═══ Task data

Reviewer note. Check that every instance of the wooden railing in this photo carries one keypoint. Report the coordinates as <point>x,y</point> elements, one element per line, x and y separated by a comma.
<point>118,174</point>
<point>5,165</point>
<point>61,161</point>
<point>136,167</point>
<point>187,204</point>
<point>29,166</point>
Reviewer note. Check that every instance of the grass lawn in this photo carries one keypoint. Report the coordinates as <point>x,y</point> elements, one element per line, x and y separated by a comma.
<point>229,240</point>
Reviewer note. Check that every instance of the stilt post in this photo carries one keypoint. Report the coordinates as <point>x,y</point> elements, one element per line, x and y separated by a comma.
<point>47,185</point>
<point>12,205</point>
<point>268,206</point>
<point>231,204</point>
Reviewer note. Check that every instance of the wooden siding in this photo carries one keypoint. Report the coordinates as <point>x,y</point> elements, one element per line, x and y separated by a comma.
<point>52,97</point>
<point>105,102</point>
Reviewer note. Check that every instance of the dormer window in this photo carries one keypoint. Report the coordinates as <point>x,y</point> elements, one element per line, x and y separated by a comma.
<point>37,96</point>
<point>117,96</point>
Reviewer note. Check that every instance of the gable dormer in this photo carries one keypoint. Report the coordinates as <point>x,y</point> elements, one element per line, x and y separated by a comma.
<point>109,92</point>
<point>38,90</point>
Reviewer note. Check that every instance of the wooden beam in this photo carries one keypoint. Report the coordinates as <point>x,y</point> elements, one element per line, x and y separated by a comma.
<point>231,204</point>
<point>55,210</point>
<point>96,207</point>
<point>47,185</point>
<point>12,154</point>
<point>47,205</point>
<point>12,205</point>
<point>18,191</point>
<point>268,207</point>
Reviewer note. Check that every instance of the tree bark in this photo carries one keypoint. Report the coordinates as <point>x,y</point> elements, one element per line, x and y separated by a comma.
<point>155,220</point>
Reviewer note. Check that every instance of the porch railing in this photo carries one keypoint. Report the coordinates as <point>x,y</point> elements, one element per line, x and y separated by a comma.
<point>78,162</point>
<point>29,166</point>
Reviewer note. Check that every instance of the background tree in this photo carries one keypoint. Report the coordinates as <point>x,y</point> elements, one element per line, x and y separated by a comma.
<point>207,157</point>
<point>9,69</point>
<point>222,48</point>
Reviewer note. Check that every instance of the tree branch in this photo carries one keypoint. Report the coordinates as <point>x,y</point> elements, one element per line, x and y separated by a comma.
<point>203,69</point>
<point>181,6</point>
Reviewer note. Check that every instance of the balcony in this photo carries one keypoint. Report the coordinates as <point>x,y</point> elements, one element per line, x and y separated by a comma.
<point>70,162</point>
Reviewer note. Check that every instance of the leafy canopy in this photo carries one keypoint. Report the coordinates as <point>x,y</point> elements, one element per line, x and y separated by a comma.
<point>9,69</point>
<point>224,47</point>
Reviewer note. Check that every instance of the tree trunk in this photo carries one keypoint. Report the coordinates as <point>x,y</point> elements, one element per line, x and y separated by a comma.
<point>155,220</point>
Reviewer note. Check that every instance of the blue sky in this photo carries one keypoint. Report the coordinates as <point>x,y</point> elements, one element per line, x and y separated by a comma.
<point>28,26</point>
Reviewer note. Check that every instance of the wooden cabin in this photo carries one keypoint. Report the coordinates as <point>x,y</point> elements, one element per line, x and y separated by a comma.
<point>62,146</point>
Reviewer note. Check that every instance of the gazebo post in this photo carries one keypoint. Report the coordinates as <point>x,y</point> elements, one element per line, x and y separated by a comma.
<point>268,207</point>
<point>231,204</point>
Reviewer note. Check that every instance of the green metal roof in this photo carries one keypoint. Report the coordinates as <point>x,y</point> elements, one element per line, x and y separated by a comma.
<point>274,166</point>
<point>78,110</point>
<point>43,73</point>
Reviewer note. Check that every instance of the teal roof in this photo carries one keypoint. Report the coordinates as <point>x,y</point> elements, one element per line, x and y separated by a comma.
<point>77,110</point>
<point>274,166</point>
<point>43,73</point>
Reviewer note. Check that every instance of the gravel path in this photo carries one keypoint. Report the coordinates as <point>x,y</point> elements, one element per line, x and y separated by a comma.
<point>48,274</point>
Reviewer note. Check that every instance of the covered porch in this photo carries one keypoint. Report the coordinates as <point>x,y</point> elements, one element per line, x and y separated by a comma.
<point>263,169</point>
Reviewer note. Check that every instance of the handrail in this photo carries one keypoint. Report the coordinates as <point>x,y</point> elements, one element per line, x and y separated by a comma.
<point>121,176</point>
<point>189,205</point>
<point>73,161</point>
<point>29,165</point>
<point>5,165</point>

══════

### Set task:
Return all of the items above verbatim, with no alterations.

### Solution to the exercise:
Reviewer note. Check that every instance of the wooden railing in this photo carries one keypoint. Report the coordinates as <point>x,y</point> elements, one element per line, x and y separated by a comma.
<point>118,174</point>
<point>5,165</point>
<point>61,161</point>
<point>136,167</point>
<point>187,204</point>
<point>29,166</point>
Reviewer note. Check that every instance of the grass lawn in this photo carries one keypoint. Report the coordinates as <point>x,y</point> elements, one element per line, x and y separated by a comma.
<point>229,240</point>
Reviewer note. Check that every instance of the stilt post in this photo carries one keypoint. Report the coordinates as <point>x,y</point> elements, one element per line, x and y separated by a comma.
<point>47,185</point>
<point>12,205</point>
<point>268,206</point>
<point>231,204</point>
Reviewer note. Check that every instance of the wooden siding in this photo carries one keypoint. Report the coordinates as <point>x,y</point> elements, one element per line, x and y separated by a comma.
<point>52,97</point>
<point>105,102</point>
Reviewer note. Check that every instance of the dormer window in this photo carries one keypoint. Report the coordinates as <point>x,y</point> elements, one element per line, x and y separated by a comma.
<point>37,96</point>
<point>117,96</point>
Reviewer note. Check that every instance of the gable dormer in this photo carries one keypoint. Report the coordinates as <point>x,y</point> elements, one element per line, x and y separated by a comma.
<point>109,92</point>
<point>38,90</point>
Reviewer note. Check that every instance of the wooden beam in this photo carries one keypoint. Report the coordinates as <point>x,y</point> elements, one element per line, x and y separated by a comma.
<point>231,204</point>
<point>55,210</point>
<point>96,207</point>
<point>47,185</point>
<point>12,154</point>
<point>47,205</point>
<point>12,205</point>
<point>18,191</point>
<point>268,207</point>
Reviewer note. Check that every instance of the tree bark in this photo carries one keypoint. Report the coordinates as <point>x,y</point> elements, one element per line, x and y separated by a comma.
<point>155,220</point>
Reviewer note. Check that every instance of the porch railing in this photo carries one keypoint. Report the coordinates as <point>x,y</point> elements, one element per line, x and y separated by a comma.
<point>78,162</point>
<point>29,166</point>
Reviewer note. Check that every instance of the background tree in this photo carries one keypoint. Report the coordinates as <point>x,y</point> elements, one element per line, x and y separated by a comma.
<point>207,157</point>
<point>9,69</point>
<point>222,48</point>
Reviewer note. Check that every instance of the tree branch in this photo carries one keypoint. Report the coordinates as <point>x,y</point> elements, one element per line, x and y separated by a comma.
<point>203,69</point>
<point>181,6</point>
Reviewer note. Check that every instance of the balcony in this photo carries one keypoint. Report the coordinates as <point>x,y</point> elements, one element per line, x and y separated by a comma.
<point>70,162</point>
Reviewer note. Check that every instance of the leafy canopy in this photo carries one keypoint. Report the coordinates as <point>x,y</point> elements, one element per line, x and y separated by a comma.
<point>9,69</point>
<point>224,47</point>
Reviewer note. Check that every instance of the tree trunk in this photo carries one keypoint. Report the coordinates as <point>x,y</point> elements, one element per line, x and y separated by a comma.
<point>155,220</point>
Reviewer note. Check that every instance of the blue sky in this photo carries one keypoint. Report the coordinates as <point>x,y</point> elements, one element per line, x and y separated by a comma.
<point>28,26</point>
Reviewer note. Check that every instance of the wooden cabin in this photo carries one keypoint. Report the coordinates as <point>x,y</point> elements, one element per line, x and y separated by a comma.
<point>62,146</point>
Reviewer note. Check that every instance of the gazebo post in this photo carries one keypoint. Report the coordinates as <point>x,y</point> elements, one element per line, x and y separated by a comma.
<point>268,207</point>
<point>231,204</point>
Reviewer note. Check that every instance of the green metal roof in this photo carries one keypoint. Report the coordinates as <point>x,y</point> elements, one element per line, x and y separated by a comma.
<point>274,166</point>
<point>78,110</point>
<point>43,73</point>
Reviewer note. Check that every instance of the teal roof in this photo carries one keypoint. Report the coordinates as <point>x,y</point> elements, one element per line, x and y separated by a comma.
<point>77,110</point>
<point>274,166</point>
<point>43,73</point>
Reviewer note. Check that every instance of the gravel path in this photo carries one keypoint. Report the coordinates as <point>x,y</point> elements, one element per line, x and y separated by a comma.
<point>48,274</point>
Reviewer note. Check that every instance of the covered porch in this photo carries one keypoint. Report the coordinates as <point>x,y</point> elements, one element per line, x and y separated by a comma.
<point>263,169</point>
Reviewer note. Check that every instance of the handrail in this photo carries one keypoint. Report the coordinates as <point>x,y</point> elements, one element per line, x and y separated by a comma.
<point>121,176</point>
<point>189,205</point>
<point>73,161</point>
<point>29,165</point>
<point>5,165</point>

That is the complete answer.